- _DIRECTIONS_: Could you update the material below by replacing "pixel coordinate pair" with "pixel location" everywhere it appears, leaving everything else unchanged and the pictures out of your answer?

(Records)
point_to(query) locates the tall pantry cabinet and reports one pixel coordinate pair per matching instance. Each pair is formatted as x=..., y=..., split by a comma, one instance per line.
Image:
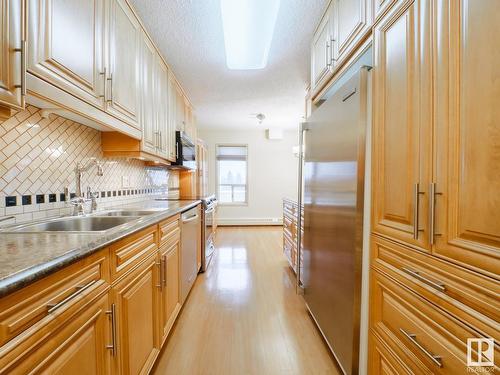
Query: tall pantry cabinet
x=435, y=248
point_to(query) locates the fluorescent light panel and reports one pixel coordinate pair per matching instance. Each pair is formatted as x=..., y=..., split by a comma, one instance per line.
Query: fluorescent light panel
x=248, y=32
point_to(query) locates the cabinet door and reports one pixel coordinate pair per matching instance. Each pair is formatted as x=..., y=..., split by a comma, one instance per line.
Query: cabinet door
x=161, y=108
x=11, y=43
x=123, y=63
x=77, y=346
x=136, y=302
x=468, y=134
x=66, y=39
x=171, y=297
x=401, y=130
x=352, y=21
x=321, y=49
x=179, y=113
x=148, y=108
x=172, y=117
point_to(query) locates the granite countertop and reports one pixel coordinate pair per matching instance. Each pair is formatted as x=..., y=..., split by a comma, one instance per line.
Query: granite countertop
x=28, y=257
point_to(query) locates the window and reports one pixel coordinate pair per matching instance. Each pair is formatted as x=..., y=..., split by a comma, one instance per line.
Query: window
x=232, y=174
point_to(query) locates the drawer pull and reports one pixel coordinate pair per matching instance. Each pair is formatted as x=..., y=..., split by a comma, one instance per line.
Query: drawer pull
x=413, y=338
x=439, y=286
x=112, y=347
x=51, y=307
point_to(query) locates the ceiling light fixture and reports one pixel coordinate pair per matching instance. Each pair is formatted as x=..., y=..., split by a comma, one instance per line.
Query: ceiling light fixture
x=248, y=32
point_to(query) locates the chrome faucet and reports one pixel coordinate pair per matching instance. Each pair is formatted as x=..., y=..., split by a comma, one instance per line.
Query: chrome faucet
x=79, y=201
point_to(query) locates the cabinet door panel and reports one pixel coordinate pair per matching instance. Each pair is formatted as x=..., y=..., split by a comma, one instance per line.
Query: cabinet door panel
x=468, y=134
x=353, y=21
x=136, y=308
x=11, y=40
x=401, y=131
x=124, y=52
x=161, y=107
x=66, y=46
x=171, y=298
x=320, y=51
x=77, y=346
x=148, y=79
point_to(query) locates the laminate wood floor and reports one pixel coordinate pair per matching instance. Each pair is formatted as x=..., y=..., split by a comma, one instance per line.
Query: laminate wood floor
x=243, y=316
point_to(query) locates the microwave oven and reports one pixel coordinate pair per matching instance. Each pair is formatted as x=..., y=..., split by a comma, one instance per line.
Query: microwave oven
x=185, y=151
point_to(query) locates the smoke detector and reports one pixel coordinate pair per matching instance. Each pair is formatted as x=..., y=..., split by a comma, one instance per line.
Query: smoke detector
x=260, y=117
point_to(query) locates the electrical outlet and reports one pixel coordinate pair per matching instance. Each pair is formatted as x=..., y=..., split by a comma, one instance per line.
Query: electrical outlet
x=125, y=181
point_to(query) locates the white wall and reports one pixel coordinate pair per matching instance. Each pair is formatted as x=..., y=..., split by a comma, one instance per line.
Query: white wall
x=272, y=174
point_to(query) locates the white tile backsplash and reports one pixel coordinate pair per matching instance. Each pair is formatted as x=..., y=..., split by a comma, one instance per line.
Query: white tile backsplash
x=38, y=156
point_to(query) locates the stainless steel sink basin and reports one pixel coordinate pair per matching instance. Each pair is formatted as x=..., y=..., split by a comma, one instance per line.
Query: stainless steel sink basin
x=126, y=213
x=74, y=224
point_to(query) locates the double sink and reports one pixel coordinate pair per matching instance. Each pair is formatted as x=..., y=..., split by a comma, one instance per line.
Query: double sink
x=99, y=222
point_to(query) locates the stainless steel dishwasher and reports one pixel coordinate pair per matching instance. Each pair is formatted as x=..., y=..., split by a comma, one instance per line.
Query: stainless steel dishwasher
x=190, y=244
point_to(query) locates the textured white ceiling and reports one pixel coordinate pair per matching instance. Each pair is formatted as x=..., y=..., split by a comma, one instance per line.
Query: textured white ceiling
x=189, y=34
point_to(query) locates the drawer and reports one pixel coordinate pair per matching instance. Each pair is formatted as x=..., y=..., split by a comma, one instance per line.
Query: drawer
x=130, y=251
x=382, y=360
x=53, y=298
x=470, y=296
x=169, y=229
x=426, y=338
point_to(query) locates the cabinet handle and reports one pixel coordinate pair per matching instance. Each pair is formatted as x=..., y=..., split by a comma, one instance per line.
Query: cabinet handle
x=22, y=50
x=51, y=307
x=328, y=59
x=110, y=79
x=416, y=210
x=103, y=74
x=112, y=312
x=164, y=270
x=432, y=212
x=413, y=338
x=439, y=286
x=332, y=59
x=160, y=270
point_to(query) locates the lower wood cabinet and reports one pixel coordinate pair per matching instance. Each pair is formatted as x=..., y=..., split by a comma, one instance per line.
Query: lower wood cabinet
x=109, y=313
x=170, y=295
x=134, y=324
x=77, y=346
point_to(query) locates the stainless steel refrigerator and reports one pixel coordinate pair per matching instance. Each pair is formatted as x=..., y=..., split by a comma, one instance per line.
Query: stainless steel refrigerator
x=333, y=200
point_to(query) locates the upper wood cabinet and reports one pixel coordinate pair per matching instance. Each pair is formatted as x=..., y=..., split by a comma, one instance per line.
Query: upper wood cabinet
x=125, y=35
x=402, y=132
x=321, y=49
x=172, y=117
x=161, y=108
x=353, y=21
x=148, y=93
x=467, y=169
x=66, y=46
x=12, y=55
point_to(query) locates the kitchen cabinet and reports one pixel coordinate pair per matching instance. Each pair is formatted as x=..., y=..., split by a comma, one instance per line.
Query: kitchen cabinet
x=123, y=63
x=321, y=49
x=66, y=46
x=135, y=300
x=12, y=57
x=161, y=108
x=467, y=175
x=435, y=254
x=353, y=21
x=402, y=133
x=169, y=285
x=172, y=117
x=149, y=78
x=77, y=346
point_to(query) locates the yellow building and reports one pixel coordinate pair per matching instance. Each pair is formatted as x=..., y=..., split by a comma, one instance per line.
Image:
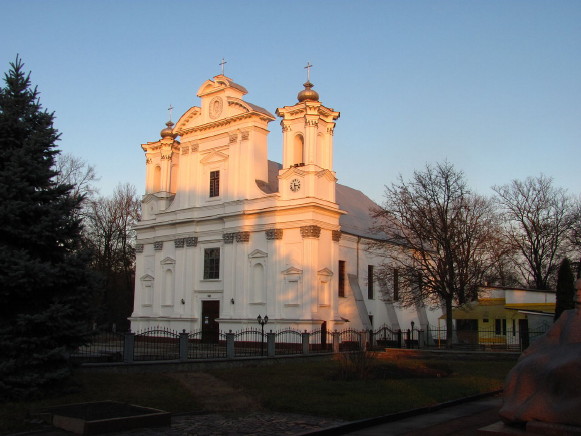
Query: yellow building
x=505, y=316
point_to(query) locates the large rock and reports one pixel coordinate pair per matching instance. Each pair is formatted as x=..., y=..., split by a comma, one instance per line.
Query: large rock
x=545, y=384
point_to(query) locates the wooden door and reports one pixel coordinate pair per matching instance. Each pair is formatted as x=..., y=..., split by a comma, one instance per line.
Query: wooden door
x=210, y=327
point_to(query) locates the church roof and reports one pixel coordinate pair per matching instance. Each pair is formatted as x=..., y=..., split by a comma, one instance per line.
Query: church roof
x=260, y=109
x=357, y=221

- _RESPONSE_:
point_to(query) locates the tall pantry cabinet and reports one pixel location per matching instance. Each pair is formatted as x=..., y=..., split by a comma, one instance per line.
Image:
Query: tall pantry cabinet
x=435, y=248
point_to(query) locates the fluorescent light panel and reports one pixel location per matching instance. Each pair is formatted as x=..., y=..., split by a comma, one instance per line.
Query: fluorescent light panel
x=248, y=32
point_to(query) locates the cabinet door and reports one pixel location per matching instance. Each pair is formatted as x=..., y=..., split by a comma, one instance per line.
Query: cabinet door
x=161, y=108
x=11, y=43
x=123, y=63
x=77, y=346
x=136, y=302
x=468, y=134
x=66, y=39
x=171, y=297
x=401, y=130
x=352, y=21
x=321, y=49
x=179, y=113
x=148, y=108
x=172, y=117
point_to(query) locates the granite countertop and reports one pixel location per matching instance. Each pair is formatted as x=..., y=..., split by a comma, one instance per line.
Query: granite countertop
x=28, y=257
point_to(query) locates the window and reports one pixel location per matching instance. Each pair is formatted as x=..., y=..., split by a comma, one instance per line.
Query: window
x=232, y=174
point_to(query) locates the drawer pull and reports one pixel location per matching instance. Each pair is formatted as x=..., y=..., split by a comma, one instance per line.
Query: drawer pull
x=413, y=338
x=439, y=286
x=112, y=347
x=51, y=307
point_to(query) locates the ceiling light fixture and reports one pixel location per matching instance. Each pair is formatted as x=..., y=..., split by a comma, one instance per line.
Query: ceiling light fixture
x=248, y=32
point_to(query) locates the chrome faucet and reports one pixel location per matching instance. Each pair is formatted as x=..., y=..., split by a comma, one instance per line.
Query: chrome faucet
x=79, y=201
point_to(query) locates the cabinet door panel and reports one pixel location per matching instance. Each pair is formatted as x=..., y=..., split by a comma, one instance per line.
Query: cabinet door panel
x=468, y=134
x=353, y=21
x=136, y=308
x=11, y=40
x=401, y=131
x=124, y=52
x=161, y=107
x=66, y=46
x=171, y=298
x=320, y=51
x=77, y=346
x=148, y=79
point_to(query) locates the laminate wood floor and reports one pixel location per matching instance. Each pair is formatted as x=..., y=..., split by a comma, one instance per line.
Query: laminate wood floor
x=243, y=316
point_to(query) locates the microwave oven and reports one pixel location per matching instance. Each pair is formatted as x=..., y=..., split by a comma, one instance per line.
Query: microwave oven
x=185, y=151
point_to(query) locates the smoke detector and reports one pixel location per matching instance. Each pair is formatted as x=..., y=..., split by a comma, one instance per line.
Query: smoke detector
x=260, y=117
point_to(query) locates the electrical outlet and reports one pixel location per matching instance. Each pair is formatted as x=..., y=..., split by a comma, one instance per line.
Query: electrical outlet
x=125, y=181
point_to(query) locates the white wall and reports one pixel location per matching instance. Each pair is formatted as x=..., y=..., split by a comma, one instance per line.
Query: white wall
x=272, y=174
point_to(query) locates the white tile backsplash and reports one pixel location per matching instance. Each pair is formatted as x=..., y=..., split by a comma, one instance per line.
Query: white tile backsplash
x=38, y=156
point_to(query) locates the stainless steel sink basin and reports one pixel location per matching instance. Each pair is formatted as x=..., y=..., split by a comma, one instance per line.
Query: stainless steel sink basin
x=126, y=213
x=74, y=224
point_to(query) locates the double sink and reports one pixel location per matching instance. Each pair is formatted as x=..., y=..., split by a comma, one instance per line.
Query: double sink
x=99, y=222
point_to(query) locates the stainless steel dishwasher and reports one pixel location per matching instance. Each pair is formatted as x=..., y=..., split by a comma, one instance per line.
Query: stainless steel dishwasher
x=190, y=244
point_to(query) locates the textured white ceiling and reports one pixel location per matching instance. Each pair is formatted as x=..., y=..., split by a comma, one instance per line.
Query: textured white ceiling
x=189, y=34
point_to(query) locates the drawer and reports one pixel location per matching instance. Each pair is formatted as x=..., y=..., split by a comma, one instance per line.
Query: drawer
x=130, y=251
x=382, y=360
x=53, y=298
x=470, y=296
x=169, y=229
x=426, y=338
point_to(query) locates the cabinet handle and reports one pixel location per matching instance. Each pair is formatted as x=..., y=..., split by a comma, one instance per line.
Query: cabinet handle
x=22, y=50
x=51, y=307
x=328, y=59
x=110, y=79
x=416, y=210
x=103, y=74
x=112, y=312
x=164, y=270
x=432, y=212
x=413, y=338
x=439, y=286
x=332, y=59
x=160, y=270
point_to(query) locates the lower wood cabinet and reports one pixel location per matching instance. Each pair is formatted as x=..., y=..., split by a comma, one instance per line.
Query: lower wood cabinet
x=109, y=313
x=170, y=295
x=134, y=324
x=77, y=346
point_to(query) locates the stainless steel refrigerator and reports one pixel location per matching instance. Each pair is formatted as x=..., y=..., split by a comma, one instance per line.
Query: stainless steel refrigerator
x=333, y=200
point_to(query) locates the upper wood cabinet and reports one pixel location per matching instance. Each pair is formatted as x=..., y=..., split by a comma, one instance per line.
Query: upper wood cabinet
x=125, y=35
x=402, y=132
x=321, y=49
x=172, y=117
x=161, y=108
x=353, y=21
x=148, y=93
x=467, y=169
x=66, y=46
x=12, y=55
point_to(query) locates the kitchen cabinet and reports one pixel location per matching instance. Each pair is formatted as x=..., y=..., split by a comma, one instance per line.
Query: kitchen cabinet
x=123, y=63
x=321, y=49
x=66, y=46
x=135, y=300
x=12, y=57
x=161, y=108
x=467, y=175
x=435, y=254
x=353, y=21
x=402, y=133
x=169, y=285
x=172, y=117
x=149, y=78
x=77, y=346
point_to(query) locates the yellow building and reports one pixel location per matching instance. Each pair is formatted as x=..., y=..., split by a comma, one instance per line.
Image:
Query: yellow building
x=505, y=316
point_to(query) locates the large rock and reports one pixel location per matching instance. Each pair is formatted as x=..., y=..., split by a comma, one instance per line.
Query: large rock
x=545, y=384
point_to(query) locates the wooden door and reports one pixel location per matching instance. Each pair is formatted as x=..., y=..., split by a comma, one instance per line.
Query: wooden door
x=210, y=327
point_to(query) locates the church roof and reports one pixel location per matching instance. Each pair is formatted as x=..., y=..., split by a comma, one instance per line.
Query: church roof
x=260, y=109
x=357, y=221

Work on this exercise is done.